═════ Input

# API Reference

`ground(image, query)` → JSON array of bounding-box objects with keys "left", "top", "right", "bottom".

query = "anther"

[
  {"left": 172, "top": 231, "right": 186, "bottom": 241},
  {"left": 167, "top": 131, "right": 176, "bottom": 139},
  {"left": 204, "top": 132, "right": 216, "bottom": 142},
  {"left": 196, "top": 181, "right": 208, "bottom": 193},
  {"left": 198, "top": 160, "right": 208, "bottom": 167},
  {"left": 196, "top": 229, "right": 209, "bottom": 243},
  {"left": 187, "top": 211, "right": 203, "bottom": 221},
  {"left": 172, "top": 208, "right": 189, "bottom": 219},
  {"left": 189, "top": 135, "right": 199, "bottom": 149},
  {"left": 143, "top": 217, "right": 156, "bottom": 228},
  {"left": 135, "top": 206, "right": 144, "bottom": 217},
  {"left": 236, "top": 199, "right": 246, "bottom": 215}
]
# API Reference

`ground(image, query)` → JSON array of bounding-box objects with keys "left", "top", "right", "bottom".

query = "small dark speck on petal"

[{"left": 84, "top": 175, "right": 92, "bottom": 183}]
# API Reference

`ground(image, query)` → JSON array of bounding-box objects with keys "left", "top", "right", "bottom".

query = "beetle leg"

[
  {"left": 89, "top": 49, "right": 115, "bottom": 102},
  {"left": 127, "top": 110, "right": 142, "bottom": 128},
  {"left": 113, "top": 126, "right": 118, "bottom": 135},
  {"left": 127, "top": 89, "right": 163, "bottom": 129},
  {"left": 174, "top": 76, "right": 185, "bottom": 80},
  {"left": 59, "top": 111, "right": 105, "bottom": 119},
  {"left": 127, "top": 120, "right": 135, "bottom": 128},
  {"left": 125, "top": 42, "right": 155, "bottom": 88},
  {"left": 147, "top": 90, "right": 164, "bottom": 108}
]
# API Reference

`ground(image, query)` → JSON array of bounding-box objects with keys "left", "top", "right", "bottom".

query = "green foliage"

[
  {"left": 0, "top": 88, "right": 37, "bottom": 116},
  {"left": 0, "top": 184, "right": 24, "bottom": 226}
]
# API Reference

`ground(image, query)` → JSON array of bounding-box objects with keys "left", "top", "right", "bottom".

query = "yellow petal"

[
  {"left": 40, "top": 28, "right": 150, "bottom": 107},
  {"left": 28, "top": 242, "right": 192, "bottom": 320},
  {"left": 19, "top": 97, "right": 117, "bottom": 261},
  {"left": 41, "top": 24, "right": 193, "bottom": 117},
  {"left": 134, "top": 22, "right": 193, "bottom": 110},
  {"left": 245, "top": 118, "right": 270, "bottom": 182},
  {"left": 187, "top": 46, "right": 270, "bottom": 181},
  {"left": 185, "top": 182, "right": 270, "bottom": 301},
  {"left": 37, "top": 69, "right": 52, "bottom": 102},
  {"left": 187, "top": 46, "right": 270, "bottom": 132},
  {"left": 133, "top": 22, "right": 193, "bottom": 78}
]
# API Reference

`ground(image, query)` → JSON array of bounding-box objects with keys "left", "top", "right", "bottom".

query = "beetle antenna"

══════════

### The task
Working through the records above, copy each one exactly.

### Written response
# API Reference

`ground(image, query)` → JSON array of bounding-box objects with keys "left", "top", "right", "bottom".

query = "anther"

[
  {"left": 172, "top": 231, "right": 186, "bottom": 241},
  {"left": 167, "top": 131, "right": 176, "bottom": 139},
  {"left": 204, "top": 132, "right": 216, "bottom": 142},
  {"left": 196, "top": 181, "right": 208, "bottom": 193},
  {"left": 198, "top": 160, "right": 208, "bottom": 167},
  {"left": 196, "top": 229, "right": 209, "bottom": 243},
  {"left": 187, "top": 211, "right": 203, "bottom": 221},
  {"left": 172, "top": 208, "right": 189, "bottom": 219},
  {"left": 189, "top": 135, "right": 199, "bottom": 149},
  {"left": 143, "top": 217, "right": 156, "bottom": 228},
  {"left": 135, "top": 206, "right": 144, "bottom": 217},
  {"left": 236, "top": 199, "right": 246, "bottom": 215}
]
# API Reference

`ground(image, query)` → JSON array of bounding-box objects with keys "left", "top", "right", "bottom".

query = "small dark speck on petal"

[{"left": 84, "top": 175, "right": 92, "bottom": 183}]
# API Reference

`ground(image, query)` → JSON array of bounding-box objects with keys "left", "top", "right", "bottom".

query = "beetle leg"

[
  {"left": 89, "top": 49, "right": 115, "bottom": 102},
  {"left": 127, "top": 110, "right": 142, "bottom": 128},
  {"left": 113, "top": 126, "right": 118, "bottom": 135},
  {"left": 127, "top": 89, "right": 163, "bottom": 129},
  {"left": 174, "top": 76, "right": 185, "bottom": 80},
  {"left": 59, "top": 111, "right": 105, "bottom": 119},
  {"left": 127, "top": 120, "right": 135, "bottom": 128},
  {"left": 125, "top": 42, "right": 155, "bottom": 88},
  {"left": 147, "top": 90, "right": 164, "bottom": 108}
]
# API Reference

`ground(image, query)` → JSON array of bounding-box objects with keys "left", "top", "right", "bottom".

query = "green foliage"

[
  {"left": 0, "top": 88, "right": 37, "bottom": 116},
  {"left": 0, "top": 184, "right": 24, "bottom": 226}
]
# API Reference

`ground(image, query)` → JSON array of bounding-box objects with keys "left", "top", "right", "bottom".

query = "yellow petal"

[
  {"left": 40, "top": 28, "right": 150, "bottom": 107},
  {"left": 28, "top": 242, "right": 192, "bottom": 320},
  {"left": 19, "top": 97, "right": 117, "bottom": 261},
  {"left": 41, "top": 24, "right": 193, "bottom": 117},
  {"left": 134, "top": 22, "right": 193, "bottom": 110},
  {"left": 245, "top": 118, "right": 270, "bottom": 182},
  {"left": 187, "top": 46, "right": 270, "bottom": 181},
  {"left": 185, "top": 182, "right": 270, "bottom": 301},
  {"left": 37, "top": 69, "right": 52, "bottom": 102},
  {"left": 187, "top": 46, "right": 270, "bottom": 132},
  {"left": 133, "top": 22, "right": 193, "bottom": 78}
]
# API Reference

`ground(image, query)` → JSON array of bounding-box objects with keys "left", "top", "right", "bottom".

query = "beetle antenna"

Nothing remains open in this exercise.